• **Exercise**:
Write the next part of the blog post on reading Cal Newport's Digital Minimalism, starting after its final sentence.

• **Provided text**:
I recently read Cal Newport’s Digital Minimalism, and it was fantastic. It is essential reading for my generation. (his other book, Deep Work, was on my list for a while and has definitely jumped to the top of the to-read heap now!) It started so many wheels turning for me, and I’d love to hear from you if you’ve read it as well — especially as this relates to moms. (Thank you to Kim from Talk Wordy To Me for suggesting this one!) I’m going to share a lot of thoughts on it, so I’m not even going to apologize for writing a very long post. Let’s dive in!
A fair warning: I’ve had to really confront my motives and habits while reading this book, and hopefully you’re not cringing too badly because you recognize at least some part of yourself in this. If you’re one of those magical unicorns who finds no appeal to social media to begin with, move along, this isn’t for you!

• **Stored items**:
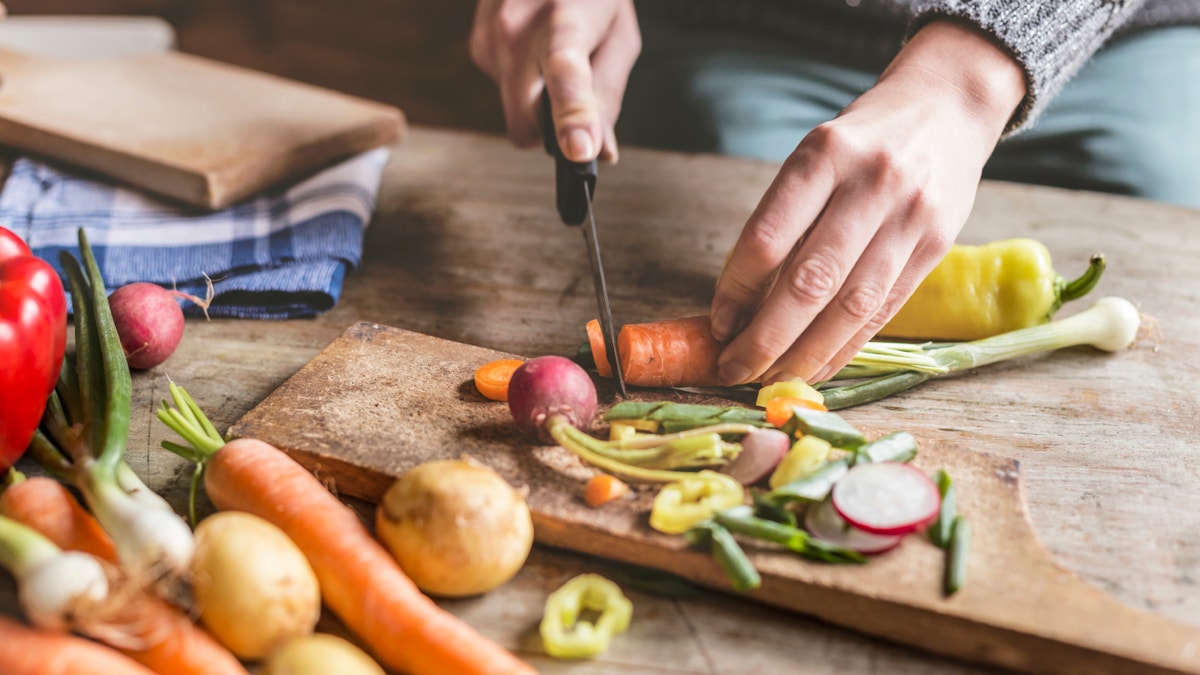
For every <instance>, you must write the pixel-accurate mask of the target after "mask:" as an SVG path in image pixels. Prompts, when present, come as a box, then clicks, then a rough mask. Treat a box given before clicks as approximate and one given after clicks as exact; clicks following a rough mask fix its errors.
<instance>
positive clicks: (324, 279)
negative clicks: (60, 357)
mask: <svg viewBox="0 0 1200 675" xmlns="http://www.w3.org/2000/svg"><path fill="white" fill-rule="evenodd" d="M388 157H389V150H388V149H386V148H378V149H376V150H371V151H368V153H364V154H361V155H358V156H355V157H352V159H349V160H347V161H344V162H342V163H340V165H337V166H334V167H331V168H328V169H325V171H323V172H320V173H318V174H316V175H313V177H311V178H308V179H306V180H304V181H301V183H296V184H294V185H290V186H287V187H283V189H280V190H276V191H272V192H269V193H263V195H262V196H259V197H256V198H252V199H247V201H245V202H242V203H239V204H235V205H233V207H229V208H226V209H222V210H217V211H206V210H200V209H193V208H188V207H182V205H179V204H174V203H168V202H162V201H158V199H156V198H154V197H150V196H148V195H144V193H140V192H136V191H133V190H131V189H127V187H122V186H118V185H114V184H110V183H106V181H103V179H100V178H95V177H84V175H78V174H72V173H68V172H67V171H64V169H62V168H60V167H53V166H49V165H46V163H42V162H40V161H36V160H32V159H29V157H22V159H18V160H17V161H16V162H14V163H13V168H12V172H11V174H10V177H8V179H7V180H6V183H5V186H4V191H2V192H0V225H2V226H4V227H7V228H8V229H12V231H13V232H16V233H17V235H19V237H20V238H22V239H24V240H25V241H26V243H28V244H29V246H30V249H32V250H34V253H35V255H36V256H38V257H42V258H44V259H46V261H48V262H49V263H50V264H53V265H54V267H55V268H56V269H58V270H59V273H60V274H62V269H61V265H60V263H59V251H62V250H67V251H72V252H74V253H76V255H77V256H78V228H80V227H83V228H85V229H86V232H88V240H89V243H90V244H91V247H92V251H94V252H95V253H96V261H97V262H98V264H100V268H101V273H102V274H103V275H104V282H106V283H107V285H108V291H109V292H112V291H113V289H115V288H116V287H119V286H122V285H125V283H130V282H133V281H150V282H154V283H160V285H163V286H166V287H168V288H178V289H179V291H182V292H185V293H190V294H193V295H198V297H200V298H203V297H204V295H205V292H206V281H205V275H208V276H209V277H210V279H211V280H212V286H214V291H215V292H216V295H215V298H214V301H212V305H211V306H210V307H209V315H210V316H222V317H236V318H275V319H278V318H298V317H312V316H316V315H318V313H320V312H323V311H325V310H329V309H331V307H332V306H334V305H335V304H337V299H338V297H340V294H341V291H342V281H343V277H344V276H346V274H347V273H348V271H350V270H353V269H354V268H356V267H358V264H359V262H360V261H361V258H362V234H364V231H365V229H366V226H367V223H368V222H370V220H371V214H372V213H373V211H374V202H376V196H377V195H378V191H379V181H380V178H382V175H383V167H384V165H386V162H388ZM184 310H185V312H187V313H188V315H191V316H196V315H199V313H202V311H200V309H199V307H197V306H194V305H192V304H190V303H185V304H184Z"/></svg>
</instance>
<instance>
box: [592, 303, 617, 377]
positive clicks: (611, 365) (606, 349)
mask: <svg viewBox="0 0 1200 675" xmlns="http://www.w3.org/2000/svg"><path fill="white" fill-rule="evenodd" d="M587 330H588V345H589V346H590V347H592V360H593V362H595V364H596V372H599V374H600V377H612V364H610V363H608V350H607V348H605V345H604V330H601V329H600V319H596V318H593V319H592V321H589V322H588V324H587ZM622 363H624V362H622Z"/></svg>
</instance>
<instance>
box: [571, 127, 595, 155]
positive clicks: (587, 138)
mask: <svg viewBox="0 0 1200 675" xmlns="http://www.w3.org/2000/svg"><path fill="white" fill-rule="evenodd" d="M565 148H566V159H569V160H571V161H572V162H587V161H590V160H592V159H593V157H594V156H595V144H594V143H592V135H590V133H588V132H587V130H583V129H572V130H571V131H568V132H566V144H565Z"/></svg>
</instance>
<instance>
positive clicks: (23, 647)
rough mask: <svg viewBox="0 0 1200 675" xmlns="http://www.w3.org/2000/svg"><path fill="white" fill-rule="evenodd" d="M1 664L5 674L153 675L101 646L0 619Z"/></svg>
mask: <svg viewBox="0 0 1200 675" xmlns="http://www.w3.org/2000/svg"><path fill="white" fill-rule="evenodd" d="M0 664H4V673H5V675H154V673H152V671H151V670H149V669H146V668H145V667H144V665H140V664H138V663H137V662H134V661H132V659H130V658H128V657H126V656H121V655H120V653H118V652H115V651H113V650H112V649H109V647H106V646H104V645H101V644H100V643H94V641H91V640H86V639H84V638H78V637H76V635H72V634H70V633H58V632H53V631H40V629H36V628H30V627H29V626H25V625H24V623H18V622H17V621H14V620H12V619H8V617H5V616H0Z"/></svg>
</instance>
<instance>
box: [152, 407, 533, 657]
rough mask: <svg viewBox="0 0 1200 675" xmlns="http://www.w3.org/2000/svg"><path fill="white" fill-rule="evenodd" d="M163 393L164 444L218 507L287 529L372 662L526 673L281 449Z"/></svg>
mask: <svg viewBox="0 0 1200 675" xmlns="http://www.w3.org/2000/svg"><path fill="white" fill-rule="evenodd" d="M170 392H172V398H173V400H174V402H175V407H174V408H173V407H170V406H168V405H167V404H166V402H164V404H163V407H162V408H161V410H160V411H158V419H160V420H162V422H163V424H166V425H167V426H169V428H170V429H172V430H174V431H175V432H176V434H179V435H180V436H181V437H182V438H184V440H185V441H187V443H188V447H185V446H180V444H178V443H172V442H169V441H164V442H163V446H164V447H166V448H168V449H170V450H174V452H179V453H182V454H185V455H186V456H188V458H192V459H197V460H199V461H200V462H202V464H203V466H204V489H205V491H206V492H208V496H209V498H210V500H211V501H212V504H214V506H215V507H216V508H217V509H220V510H241V512H246V513H252V514H254V515H258V516H259V518H263V519H265V520H268V521H270V522H272V524H275V525H276V526H277V527H280V528H281V530H283V532H284V533H287V536H288V538H290V539H292V540H293V542H294V543H295V544H296V546H299V548H300V550H301V551H302V552H304V554H305V557H306V558H308V563H310V565H312V568H313V571H314V572H316V573H317V580H318V581H319V584H320V591H322V597H323V598H324V601H325V604H326V605H328V607H329V608H330V609H331V610H332V611H334V614H336V615H337V616H338V617H340V619H341V620H342V622H343V623H344V625H346V626H347V627H348V628H349V629H350V631H352V632H354V633H355V634H356V635H358V637H359V638H360V639H361V640H362V641H364V644H365V645H366V646H367V649H370V650H371V651H372V652H373V655H374V656H376V657H377V659H378V661H379V663H380V665H383V667H385V668H391V669H396V670H402V671H404V673H409V674H412V675H426V674H428V675H442V674H444V673H480V674H502V673H503V674H532V673H534V669H533V668H532V667H529V665H528V664H527V663H524V662H522V661H520V659H518V658H517V657H515V656H514V655H512V653H511V652H510V651H508V650H505V649H504V647H502V646H500V645H498V644H496V643H494V641H492V640H490V639H488V638H486V637H484V635H482V634H481V633H479V632H478V631H475V629H474V628H473V627H470V626H469V625H468V623H466V622H463V621H462V620H461V619H458V617H456V616H455V615H452V614H450V613H449V611H446V610H444V609H442V608H440V607H438V605H437V604H436V603H434V602H433V601H432V599H430V597H428V596H426V595H424V593H422V592H421V591H420V589H418V587H416V585H415V584H414V583H413V580H412V579H409V578H408V577H407V575H406V574H404V573H403V572H402V571H401V569H400V566H398V565H396V561H395V558H392V556H391V554H389V552H388V550H386V549H385V548H384V546H383V545H382V544H380V543H379V542H378V540H377V539H376V538H374V537H372V536H371V533H370V532H368V531H367V528H366V527H364V525H362V522H361V521H360V520H359V516H358V515H356V514H355V513H354V512H353V510H352V509H350V508H349V507H347V506H346V504H344V503H342V502H341V501H340V500H338V498H337V497H336V496H334V495H332V494H331V492H330V491H329V490H328V489H325V486H324V485H323V484H322V483H320V482H319V480H318V479H317V478H316V477H314V476H313V474H312V473H310V472H308V471H307V470H305V468H304V467H302V466H300V465H299V464H296V462H295V460H293V459H292V458H289V456H288V455H287V454H286V453H284V452H283V450H280V449H278V448H276V447H274V446H270V444H268V443H265V442H263V441H258V440H254V438H235V440H232V441H229V442H226V441H224V438H223V437H222V436H221V434H220V432H217V430H216V429H215V428H214V426H212V424H211V423H210V422H209V420H208V417H205V416H204V413H203V411H200V408H199V406H197V405H196V401H193V400H192V399H191V396H188V395H187V392H185V390H184V389H182V388H181V387H178V386H176V384H174V383H172V384H170ZM188 448H190V449H188Z"/></svg>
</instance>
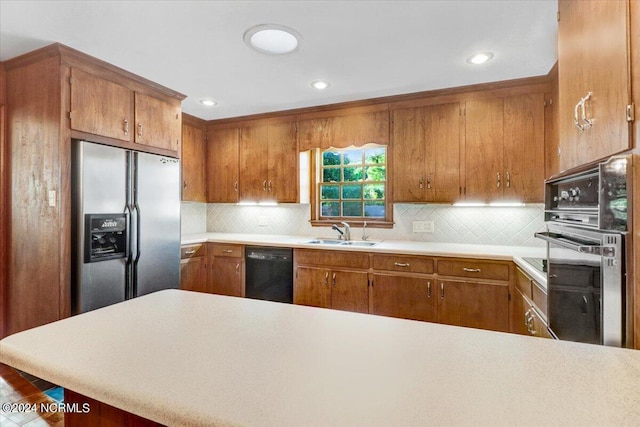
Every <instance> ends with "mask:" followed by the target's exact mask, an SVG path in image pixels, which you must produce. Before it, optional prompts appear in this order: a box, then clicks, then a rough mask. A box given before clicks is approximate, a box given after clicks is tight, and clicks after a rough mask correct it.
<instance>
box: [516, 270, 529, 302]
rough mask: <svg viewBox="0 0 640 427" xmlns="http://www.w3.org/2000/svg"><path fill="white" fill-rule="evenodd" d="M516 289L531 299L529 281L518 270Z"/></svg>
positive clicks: (523, 294)
mask: <svg viewBox="0 0 640 427" xmlns="http://www.w3.org/2000/svg"><path fill="white" fill-rule="evenodd" d="M516 287H517V288H518V289H519V290H520V292H522V294H523V295H525V296H526V297H527V298H529V299H532V298H533V297H532V296H531V288H532V286H531V279H529V277H528V276H527V275H526V274H524V273H523V272H522V271H520V269H519V268H518V269H516Z"/></svg>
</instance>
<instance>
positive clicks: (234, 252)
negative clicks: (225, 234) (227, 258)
mask: <svg viewBox="0 0 640 427" xmlns="http://www.w3.org/2000/svg"><path fill="white" fill-rule="evenodd" d="M243 248H244V247H243V246H242V245H226V244H219V243H211V244H209V255H213V256H216V257H229V258H242V255H243V250H242V249H243Z"/></svg>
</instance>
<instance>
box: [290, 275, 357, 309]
mask: <svg viewBox="0 0 640 427" xmlns="http://www.w3.org/2000/svg"><path fill="white" fill-rule="evenodd" d="M293 303H294V304H300V305H309V306H313V307H323V308H333V309H336V310H346V311H355V312H359V313H368V312H369V278H368V274H367V273H366V272H364V271H349V270H335V269H334V270H331V269H326V268H315V267H297V268H296V279H295V286H294V288H293Z"/></svg>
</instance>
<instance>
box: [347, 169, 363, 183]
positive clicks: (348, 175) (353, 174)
mask: <svg viewBox="0 0 640 427" xmlns="http://www.w3.org/2000/svg"><path fill="white" fill-rule="evenodd" d="M344 181H345V182H354V181H362V168H361V167H355V168H354V167H350V168H344Z"/></svg>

• **Result of this task**:
If you know me, you know I’ve been exploring these themes for a while — social media fasts, how to control the media I consume and what I let into my home and family, etc. I read Adam Alter’s Irresistible recently so a lot of the early parts of the book were familiar (in fact Cal Newport outright quotes Alter’s work quite a bit!). But what really proved invaluable were his philosophy of digital minimalism and suggested practices.
“Technology is intrinsically neither good nor bad. The key is using it to support your goals and values, rather than letting it use you.” At the heart of it is the fact that we are using digital means to numb existential void on some level, and to make up for the lack of good, satisfying leisure and human interactions that take hard work to build and maintain. He says the void “would be near unbearable if confronted, but […] can be ignored with the help of digital noise.”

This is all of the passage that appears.